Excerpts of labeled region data
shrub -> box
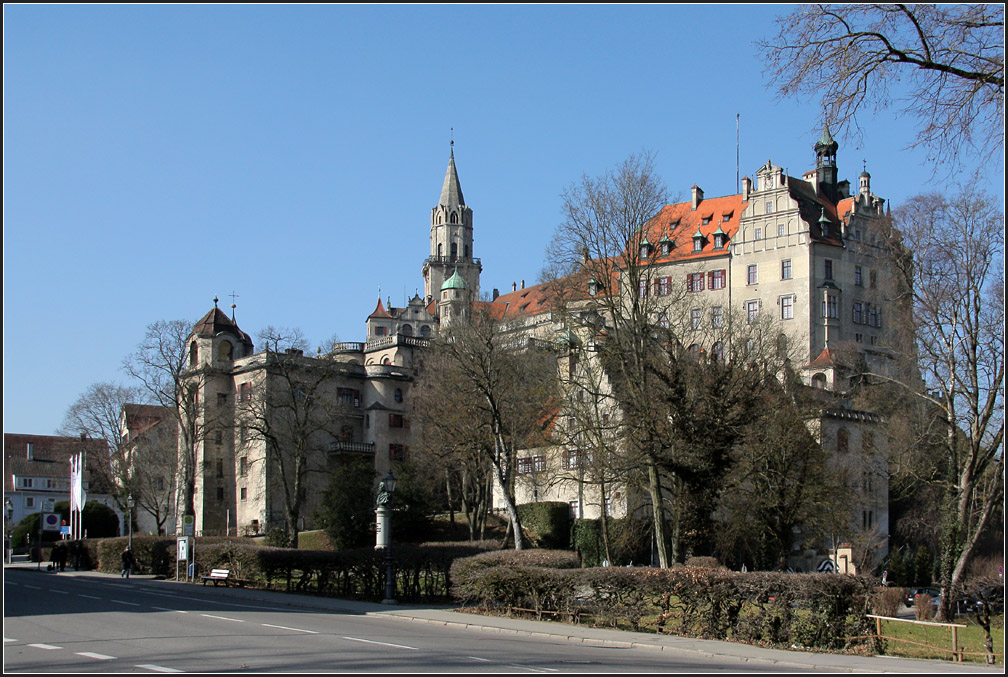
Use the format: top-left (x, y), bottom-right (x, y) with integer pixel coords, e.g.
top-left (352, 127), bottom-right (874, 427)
top-left (518, 501), bottom-right (571, 548)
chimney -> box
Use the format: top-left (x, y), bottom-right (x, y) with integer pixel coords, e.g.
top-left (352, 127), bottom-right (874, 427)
top-left (692, 184), bottom-right (704, 212)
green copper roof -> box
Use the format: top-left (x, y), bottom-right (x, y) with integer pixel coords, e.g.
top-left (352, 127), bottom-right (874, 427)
top-left (442, 268), bottom-right (466, 291)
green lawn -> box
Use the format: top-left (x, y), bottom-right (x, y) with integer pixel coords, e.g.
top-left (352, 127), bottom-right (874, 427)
top-left (882, 615), bottom-right (1005, 665)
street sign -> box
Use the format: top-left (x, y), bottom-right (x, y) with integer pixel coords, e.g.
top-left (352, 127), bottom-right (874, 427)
top-left (42, 513), bottom-right (61, 531)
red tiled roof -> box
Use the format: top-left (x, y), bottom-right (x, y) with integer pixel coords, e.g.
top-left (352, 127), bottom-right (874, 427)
top-left (3, 432), bottom-right (108, 492)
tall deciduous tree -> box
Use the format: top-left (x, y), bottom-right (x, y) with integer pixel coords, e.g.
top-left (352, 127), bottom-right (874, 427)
top-left (757, 3), bottom-right (1005, 172)
top-left (413, 308), bottom-right (556, 550)
top-left (123, 319), bottom-right (210, 519)
top-left (56, 382), bottom-right (149, 512)
top-left (235, 326), bottom-right (352, 548)
top-left (873, 188), bottom-right (1004, 619)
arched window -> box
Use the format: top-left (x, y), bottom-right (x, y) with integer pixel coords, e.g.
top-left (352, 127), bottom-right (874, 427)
top-left (711, 341), bottom-right (725, 362)
top-left (777, 333), bottom-right (787, 360)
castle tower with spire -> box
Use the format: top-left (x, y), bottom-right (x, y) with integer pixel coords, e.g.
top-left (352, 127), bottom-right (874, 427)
top-left (422, 147), bottom-right (483, 303)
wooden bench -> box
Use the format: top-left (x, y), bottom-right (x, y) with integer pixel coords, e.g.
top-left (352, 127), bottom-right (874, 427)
top-left (201, 569), bottom-right (245, 587)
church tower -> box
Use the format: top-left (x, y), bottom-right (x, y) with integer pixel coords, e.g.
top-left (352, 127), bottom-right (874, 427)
top-left (423, 141), bottom-right (483, 303)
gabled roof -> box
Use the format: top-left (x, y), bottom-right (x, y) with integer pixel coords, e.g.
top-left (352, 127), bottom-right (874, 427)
top-left (644, 194), bottom-right (748, 263)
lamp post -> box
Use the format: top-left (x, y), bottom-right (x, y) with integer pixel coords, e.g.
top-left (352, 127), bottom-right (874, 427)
top-left (126, 494), bottom-right (134, 552)
top-left (3, 497), bottom-right (14, 564)
top-left (375, 470), bottom-right (397, 604)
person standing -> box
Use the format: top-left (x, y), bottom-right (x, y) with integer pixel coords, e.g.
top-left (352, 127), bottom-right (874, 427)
top-left (119, 546), bottom-right (136, 578)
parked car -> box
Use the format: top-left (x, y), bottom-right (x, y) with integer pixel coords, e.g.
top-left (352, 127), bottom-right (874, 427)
top-left (903, 587), bottom-right (941, 606)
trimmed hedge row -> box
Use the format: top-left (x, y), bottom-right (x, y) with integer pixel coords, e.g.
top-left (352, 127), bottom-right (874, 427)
top-left (85, 536), bottom-right (497, 601)
top-left (451, 553), bottom-right (873, 650)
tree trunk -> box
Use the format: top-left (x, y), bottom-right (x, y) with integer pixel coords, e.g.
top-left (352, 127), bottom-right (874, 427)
top-left (647, 458), bottom-right (668, 569)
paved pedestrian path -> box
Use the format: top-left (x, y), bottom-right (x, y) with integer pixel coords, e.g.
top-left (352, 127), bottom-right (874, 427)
top-left (4, 562), bottom-right (1004, 675)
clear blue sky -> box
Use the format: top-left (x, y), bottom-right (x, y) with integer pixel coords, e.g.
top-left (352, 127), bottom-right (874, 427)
top-left (3, 5), bottom-right (1003, 434)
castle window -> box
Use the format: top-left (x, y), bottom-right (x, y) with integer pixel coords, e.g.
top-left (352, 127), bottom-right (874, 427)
top-left (711, 305), bottom-right (725, 327)
top-left (707, 268), bottom-right (725, 289)
top-left (780, 296), bottom-right (794, 319)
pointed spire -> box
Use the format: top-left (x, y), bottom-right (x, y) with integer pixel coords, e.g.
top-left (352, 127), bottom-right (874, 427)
top-left (437, 139), bottom-right (466, 208)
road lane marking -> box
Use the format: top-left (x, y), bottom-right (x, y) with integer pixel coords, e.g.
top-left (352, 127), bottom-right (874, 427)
top-left (343, 637), bottom-right (419, 651)
top-left (200, 614), bottom-right (245, 623)
top-left (136, 664), bottom-right (184, 672)
top-left (262, 623), bottom-right (319, 635)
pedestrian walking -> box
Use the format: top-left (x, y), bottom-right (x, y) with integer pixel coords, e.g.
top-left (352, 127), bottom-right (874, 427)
top-left (119, 546), bottom-right (136, 578)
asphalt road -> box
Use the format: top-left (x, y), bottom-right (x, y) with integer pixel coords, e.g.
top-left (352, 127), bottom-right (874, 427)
top-left (3, 569), bottom-right (794, 673)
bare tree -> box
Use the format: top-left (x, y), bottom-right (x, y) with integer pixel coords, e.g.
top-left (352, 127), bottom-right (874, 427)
top-left (56, 382), bottom-right (146, 512)
top-left (871, 188), bottom-right (1004, 619)
top-left (235, 326), bottom-right (358, 548)
top-left (757, 3), bottom-right (1005, 173)
top-left (413, 309), bottom-right (556, 550)
top-left (123, 319), bottom-right (215, 527)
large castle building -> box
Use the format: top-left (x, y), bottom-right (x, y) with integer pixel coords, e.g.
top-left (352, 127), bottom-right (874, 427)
top-left (167, 128), bottom-right (894, 568)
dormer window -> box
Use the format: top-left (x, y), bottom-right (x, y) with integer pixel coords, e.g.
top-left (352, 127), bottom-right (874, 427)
top-left (694, 228), bottom-right (705, 252)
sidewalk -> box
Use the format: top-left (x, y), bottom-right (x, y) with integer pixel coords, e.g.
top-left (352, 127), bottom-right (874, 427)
top-left (4, 561), bottom-right (1004, 675)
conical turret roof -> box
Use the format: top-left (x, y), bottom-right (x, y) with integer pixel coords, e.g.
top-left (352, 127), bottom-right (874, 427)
top-left (437, 148), bottom-right (466, 208)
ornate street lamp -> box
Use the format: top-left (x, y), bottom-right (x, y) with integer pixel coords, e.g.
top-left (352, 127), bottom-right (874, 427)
top-left (3, 497), bottom-right (14, 564)
top-left (126, 494), bottom-right (136, 552)
top-left (375, 470), bottom-right (397, 604)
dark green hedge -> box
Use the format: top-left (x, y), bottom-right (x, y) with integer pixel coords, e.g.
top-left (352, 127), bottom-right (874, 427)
top-left (452, 555), bottom-right (872, 650)
top-left (86, 536), bottom-right (497, 601)
top-left (518, 501), bottom-right (571, 548)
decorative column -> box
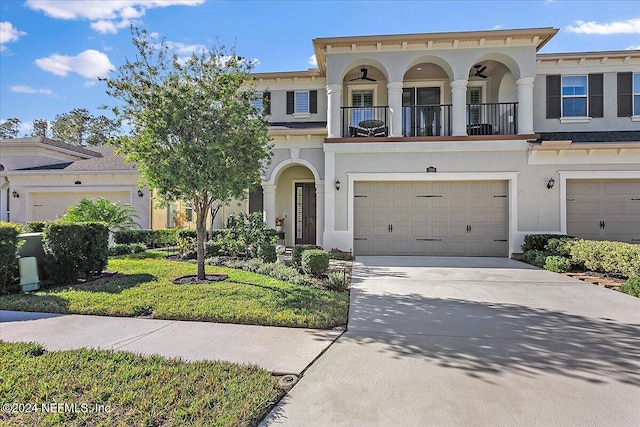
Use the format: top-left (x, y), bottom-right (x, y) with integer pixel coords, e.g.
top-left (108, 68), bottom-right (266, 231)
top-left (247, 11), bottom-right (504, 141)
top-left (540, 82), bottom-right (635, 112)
top-left (387, 82), bottom-right (402, 136)
top-left (516, 77), bottom-right (535, 135)
top-left (0, 177), bottom-right (9, 221)
top-left (262, 184), bottom-right (277, 228)
top-left (316, 182), bottom-right (324, 247)
top-left (327, 84), bottom-right (342, 138)
top-left (451, 80), bottom-right (467, 136)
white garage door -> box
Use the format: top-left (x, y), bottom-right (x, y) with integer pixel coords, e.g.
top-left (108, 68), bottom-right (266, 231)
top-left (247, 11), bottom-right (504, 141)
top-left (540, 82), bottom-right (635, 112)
top-left (354, 181), bottom-right (508, 256)
top-left (29, 191), bottom-right (131, 221)
top-left (567, 180), bottom-right (640, 243)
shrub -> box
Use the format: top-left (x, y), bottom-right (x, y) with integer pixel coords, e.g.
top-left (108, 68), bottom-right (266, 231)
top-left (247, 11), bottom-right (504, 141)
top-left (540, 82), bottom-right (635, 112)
top-left (544, 255), bottom-right (571, 273)
top-left (544, 237), bottom-right (576, 258)
top-left (571, 240), bottom-right (640, 277)
top-left (522, 234), bottom-right (570, 252)
top-left (27, 221), bottom-right (47, 233)
top-left (329, 248), bottom-right (355, 261)
top-left (109, 243), bottom-right (147, 256)
top-left (291, 245), bottom-right (318, 267)
top-left (302, 249), bottom-right (329, 277)
top-left (257, 243), bottom-right (277, 262)
top-left (522, 249), bottom-right (551, 268)
top-left (0, 221), bottom-right (24, 292)
top-left (42, 222), bottom-right (109, 284)
top-left (326, 272), bottom-right (350, 292)
top-left (84, 222), bottom-right (109, 276)
top-left (620, 276), bottom-right (640, 297)
top-left (59, 197), bottom-right (138, 232)
top-left (113, 230), bottom-right (153, 247)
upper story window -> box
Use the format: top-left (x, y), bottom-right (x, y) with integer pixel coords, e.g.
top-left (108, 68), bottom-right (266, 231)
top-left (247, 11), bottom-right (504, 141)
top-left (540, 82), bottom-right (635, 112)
top-left (287, 90), bottom-right (318, 117)
top-left (562, 76), bottom-right (588, 117)
top-left (547, 74), bottom-right (604, 122)
top-left (633, 73), bottom-right (640, 116)
top-left (250, 92), bottom-right (271, 114)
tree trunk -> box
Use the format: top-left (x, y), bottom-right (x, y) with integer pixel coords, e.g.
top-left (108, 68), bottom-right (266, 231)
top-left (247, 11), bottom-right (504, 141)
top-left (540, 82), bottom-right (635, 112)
top-left (195, 203), bottom-right (208, 280)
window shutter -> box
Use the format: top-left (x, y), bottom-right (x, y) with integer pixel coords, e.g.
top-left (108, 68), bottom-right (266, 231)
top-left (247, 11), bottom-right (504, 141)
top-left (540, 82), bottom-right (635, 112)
top-left (309, 90), bottom-right (318, 114)
top-left (589, 74), bottom-right (604, 117)
top-left (287, 91), bottom-right (295, 114)
top-left (618, 73), bottom-right (633, 117)
top-left (262, 92), bottom-right (271, 115)
top-left (547, 74), bottom-right (562, 119)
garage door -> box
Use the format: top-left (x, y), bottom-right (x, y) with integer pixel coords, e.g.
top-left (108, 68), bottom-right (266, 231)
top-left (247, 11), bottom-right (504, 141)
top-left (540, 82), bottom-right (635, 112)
top-left (354, 181), bottom-right (508, 256)
top-left (30, 191), bottom-right (131, 221)
top-left (567, 180), bottom-right (640, 243)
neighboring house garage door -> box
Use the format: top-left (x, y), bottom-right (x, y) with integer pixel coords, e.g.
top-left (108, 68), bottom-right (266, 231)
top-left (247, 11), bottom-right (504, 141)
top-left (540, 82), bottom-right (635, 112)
top-left (30, 191), bottom-right (131, 221)
top-left (567, 180), bottom-right (640, 243)
top-left (354, 181), bottom-right (509, 256)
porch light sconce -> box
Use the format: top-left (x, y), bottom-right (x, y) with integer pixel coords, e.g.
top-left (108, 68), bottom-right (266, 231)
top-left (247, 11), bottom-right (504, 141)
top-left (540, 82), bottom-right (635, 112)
top-left (547, 178), bottom-right (556, 190)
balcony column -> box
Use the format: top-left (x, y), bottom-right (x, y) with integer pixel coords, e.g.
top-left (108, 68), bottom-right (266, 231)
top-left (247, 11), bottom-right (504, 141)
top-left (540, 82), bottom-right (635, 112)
top-left (387, 82), bottom-right (402, 136)
top-left (451, 80), bottom-right (467, 136)
top-left (316, 182), bottom-right (324, 247)
top-left (516, 77), bottom-right (535, 135)
top-left (327, 84), bottom-right (342, 138)
top-left (262, 184), bottom-right (277, 228)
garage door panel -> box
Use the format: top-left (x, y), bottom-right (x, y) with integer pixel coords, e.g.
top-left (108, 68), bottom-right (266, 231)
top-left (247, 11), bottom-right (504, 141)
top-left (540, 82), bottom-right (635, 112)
top-left (354, 181), bottom-right (508, 256)
top-left (566, 180), bottom-right (640, 242)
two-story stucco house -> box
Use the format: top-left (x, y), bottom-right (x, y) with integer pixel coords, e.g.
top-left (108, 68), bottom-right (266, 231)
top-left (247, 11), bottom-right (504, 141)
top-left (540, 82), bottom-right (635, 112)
top-left (249, 28), bottom-right (640, 256)
top-left (0, 28), bottom-right (640, 257)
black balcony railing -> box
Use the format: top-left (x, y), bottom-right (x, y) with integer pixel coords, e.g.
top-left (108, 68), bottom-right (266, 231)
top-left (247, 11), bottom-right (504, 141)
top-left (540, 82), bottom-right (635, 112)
top-left (341, 106), bottom-right (389, 138)
top-left (402, 104), bottom-right (451, 136)
top-left (467, 102), bottom-right (518, 135)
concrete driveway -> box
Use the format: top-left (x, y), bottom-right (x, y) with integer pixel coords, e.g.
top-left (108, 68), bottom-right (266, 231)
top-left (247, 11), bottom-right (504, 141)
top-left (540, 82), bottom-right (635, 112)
top-left (263, 257), bottom-right (640, 427)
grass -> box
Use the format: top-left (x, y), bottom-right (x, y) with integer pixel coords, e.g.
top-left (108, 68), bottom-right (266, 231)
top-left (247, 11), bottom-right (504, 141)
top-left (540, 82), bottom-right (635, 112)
top-left (0, 341), bottom-right (283, 427)
top-left (0, 252), bottom-right (348, 328)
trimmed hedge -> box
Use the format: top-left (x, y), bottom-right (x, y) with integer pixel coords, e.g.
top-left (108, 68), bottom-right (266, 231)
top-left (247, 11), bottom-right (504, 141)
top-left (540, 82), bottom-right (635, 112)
top-left (42, 222), bottom-right (109, 284)
top-left (0, 221), bottom-right (24, 292)
top-left (522, 234), bottom-right (640, 277)
top-left (27, 221), bottom-right (48, 233)
top-left (302, 249), bottom-right (329, 277)
top-left (291, 245), bottom-right (319, 267)
top-left (522, 234), bottom-right (571, 252)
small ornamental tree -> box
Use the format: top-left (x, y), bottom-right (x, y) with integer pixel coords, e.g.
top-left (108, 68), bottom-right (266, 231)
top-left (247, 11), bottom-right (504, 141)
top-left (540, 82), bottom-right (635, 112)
top-left (106, 29), bottom-right (271, 279)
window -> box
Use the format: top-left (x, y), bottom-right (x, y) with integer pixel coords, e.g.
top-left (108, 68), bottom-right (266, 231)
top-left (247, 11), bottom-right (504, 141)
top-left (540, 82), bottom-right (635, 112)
top-left (293, 91), bottom-right (309, 114)
top-left (633, 73), bottom-right (640, 116)
top-left (562, 76), bottom-right (588, 117)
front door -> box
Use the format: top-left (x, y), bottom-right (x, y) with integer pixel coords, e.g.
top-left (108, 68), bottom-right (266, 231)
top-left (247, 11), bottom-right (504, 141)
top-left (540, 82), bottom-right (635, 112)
top-left (295, 182), bottom-right (316, 245)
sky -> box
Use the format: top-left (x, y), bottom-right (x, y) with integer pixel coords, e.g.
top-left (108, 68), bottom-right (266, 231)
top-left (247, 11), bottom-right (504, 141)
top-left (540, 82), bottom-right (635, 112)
top-left (0, 0), bottom-right (640, 136)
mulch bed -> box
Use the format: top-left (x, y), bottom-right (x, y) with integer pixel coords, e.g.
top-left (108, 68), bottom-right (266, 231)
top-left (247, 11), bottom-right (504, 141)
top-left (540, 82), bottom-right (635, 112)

## WHAT YOU SHOULD DO
Reproduce the items above word for word, from their first line through the line with "top-left (422, 147), bottom-right (483, 303)". Leave the pictures out of your answer.

## THE OUTPUT
shrub -> box
Use the format: top-left (x, y), bottom-right (x, y) with integer pixel coords, e.g.
top-left (352, 127), bottom-right (874, 427)
top-left (518, 501), bottom-right (571, 548)
chimney -> box
Use the format: top-left (x, y), bottom-right (x, y) with integer pixel coords, e.g.
top-left (352, 127), bottom-right (874, 427)
top-left (692, 184), bottom-right (704, 212)
green copper roof -> box
Use the format: top-left (x, y), bottom-right (x, y) with integer pixel coords, e.g.
top-left (352, 127), bottom-right (874, 427)
top-left (442, 268), bottom-right (466, 291)
green lawn -> box
Use the format: top-left (x, y), bottom-right (x, y) with integer pixel coords, e.g.
top-left (352, 127), bottom-right (874, 427)
top-left (882, 615), bottom-right (1005, 665)
street sign -> box
Use the format: top-left (x, y), bottom-right (x, y) with integer pixel coords, e.g.
top-left (352, 127), bottom-right (874, 427)
top-left (42, 513), bottom-right (61, 531)
red tiled roof -> box
Use the format: top-left (x, y), bottom-right (x, y) with integer pixel coords, e.g.
top-left (352, 127), bottom-right (874, 427)
top-left (3, 432), bottom-right (108, 492)
tall deciduous tree -> box
Use the format: top-left (x, y), bottom-right (x, y) with integer pixel coords, e.g.
top-left (352, 127), bottom-right (874, 427)
top-left (757, 3), bottom-right (1005, 172)
top-left (413, 308), bottom-right (556, 550)
top-left (123, 319), bottom-right (210, 519)
top-left (56, 382), bottom-right (149, 512)
top-left (235, 326), bottom-right (352, 548)
top-left (873, 188), bottom-right (1004, 619)
arched window -> box
Use the format: top-left (x, y), bottom-right (x, y) with integer pixel coords, e.g.
top-left (352, 127), bottom-right (874, 427)
top-left (711, 341), bottom-right (725, 362)
top-left (777, 333), bottom-right (787, 360)
castle tower with spire -> box
Use the format: top-left (x, y), bottom-right (x, y) with integer pixel coords, e.g.
top-left (352, 127), bottom-right (874, 427)
top-left (422, 147), bottom-right (483, 303)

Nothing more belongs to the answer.